8.    CHANGES, AMENDMENTS TO SPECIFICATIONS

      a.    Buyer may at any time, by a written order, make changes within the
            general scope hereof in any one or more of the following: (i)
            quantities; (ii) method of shipment or packing; and/or (iii) place
            and/or time of delivery, which requests Seller shall not
            unreasonably reject taking into account its other commitments and
            financial status. If any such change causes an increase or decrease
            in the cost of or the time required for performance of this
            Agreement, whether changed or not by any such order, an equitable
            adjustment shall be made in the Agreement Price or Program Schedule,
            or both, and the Agreement shall be modified accordingly. Any claim
            by Seller for adjustment under this Article must be asserted within
            thirty (30) days from the date of notification of the change;
            provided, however, that Buyer, if it decides that the facts justify
            such action, may receive and act upon any such claim asserted at any
            time prior to final payment under this Agreement. Where the cost of
            Deliverable Items made obsolete or excess as a result of a change is
            included in Seller's claim or adjustment, Buyer shall have the right
            to prescribe the manner of disposition of such Deliverable Items.
            Failure to agree to any adjustment which Seller claims or asserts
            which is less than 5% of the Contract Price shall not excuse Seller
            from proceeding with this Agreement as changed.

      b.    Whether made pursuant to this Article or by mutual agreement,
            changes shall not be binding upon Buyer, until agreed in writing by
            Buyer. The issuance of information, advice, approval or instructions
            by Buyer's technical personnel or other representative shall be
            deemed expressions of personal opinions only and shall not affect
            Buyer's and Seller's rights and obligations hereunder unless the
            same is in writing expressly stating that it constitutes an
            amendment or change to this Agreement. Any changes or modifications
            to this Agreement shall not become effective until duly signed by
            Buyer's and Seller's authorized representatives.

      c.    Seller shall notify Buyer immediately of any amendments to
            specifications of the Deliverable Items which Seller wishes to
            implement thereto. Such implementation shall not take place without
            having first received Buyer's written approval which shall


                                      11
<PAGE>

            not be unreasonably withheld.

9.    LIMITED WARRANTY

      a.    Seller, notwithstanding the Article of this Agreement entitled
            "Inspection and Acceptance", warrants that all items of Deliverable
            Items to be delivered thereunder, shall be fit for the intended use,
            free from defects in and malfunctions arising from workmanship,
            material and design and shall conform to the requirements of this
            Agreement. If Buyer shall give Seller notice of any defect,
            deficiency or non-conformance within 360 days from the date of
            On-Site Acceptance of such item under this Agreement, Seller shall,
            at no cost to Buyer and within the "Turn-Around Time" as defined
            below, repair or furnish replacements for all such defective,
            deficient or non-conforming items or parts thereof.

      b.    "Turn-Around Time" for the purposes of this Article means 15 days
            from the date on which such defective item, or defective, deficient
            or non-conforming part thereof, is furnished to Seller at port of
            entry for repair or replacement until the date on which such
            replaced or repaired item is returned to the Delivery Point or to
            such other location as will be specified by Buyer. Seller will
            provide "Hot Line" technical support 5 days a week, 24 Hours a day
            for the duration of the Warranty period provided for 9.a above.

________

Task>
Supply the next part of the contract excerpt on changes and limited warranty, starting after its final sentence. The lines that come next are independent material and are not part of the contract excerpt.

Source data>
________

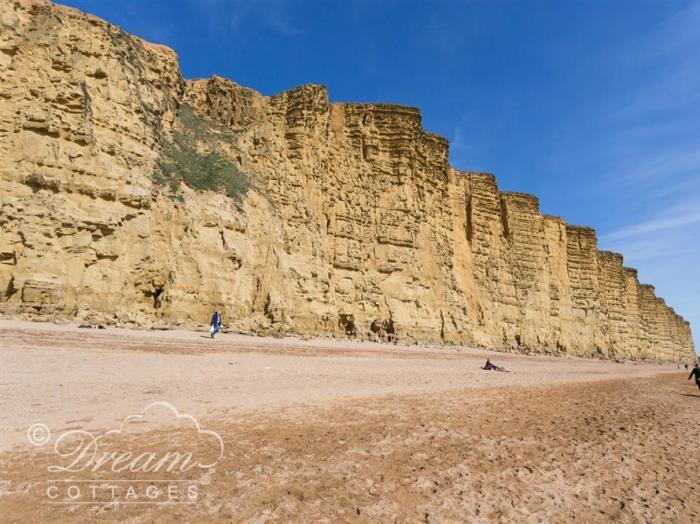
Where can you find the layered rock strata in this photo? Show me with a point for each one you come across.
(327, 219)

________

Written response>
      c.    Seller shall bear shipment costs of the deficient, repaired or
            replaced item as well as the risk or loss or damage to the item or
            its replacement throughout the period between the shipment of the
            defective item and the receipt by Buyer of the repaired or replaced
            item. Repaired or replaced items shall be fully warranted in
            accordance with this Article for the remainder of original warranty
            period or 6 months, whichever is longer.

      d.    Seller will send replacement part as soon as possible after faxed
            notification of failure of part, buyer is expected to ship
            replacement part back to Seller immediately after notification. If
            failed part is not resumed within 15 days, then Seller has the right
            to bill buyer for the then current sales price of the item. This
            item is intended to promote fast replacement, and to encourage
            concurrent shipment of both the failed part by the buyer, and the
            replacement part by the seller.

      e.    The above warranties shall be in addition to any other rights,
            remedies or warranties available to Buyer under contract or at law.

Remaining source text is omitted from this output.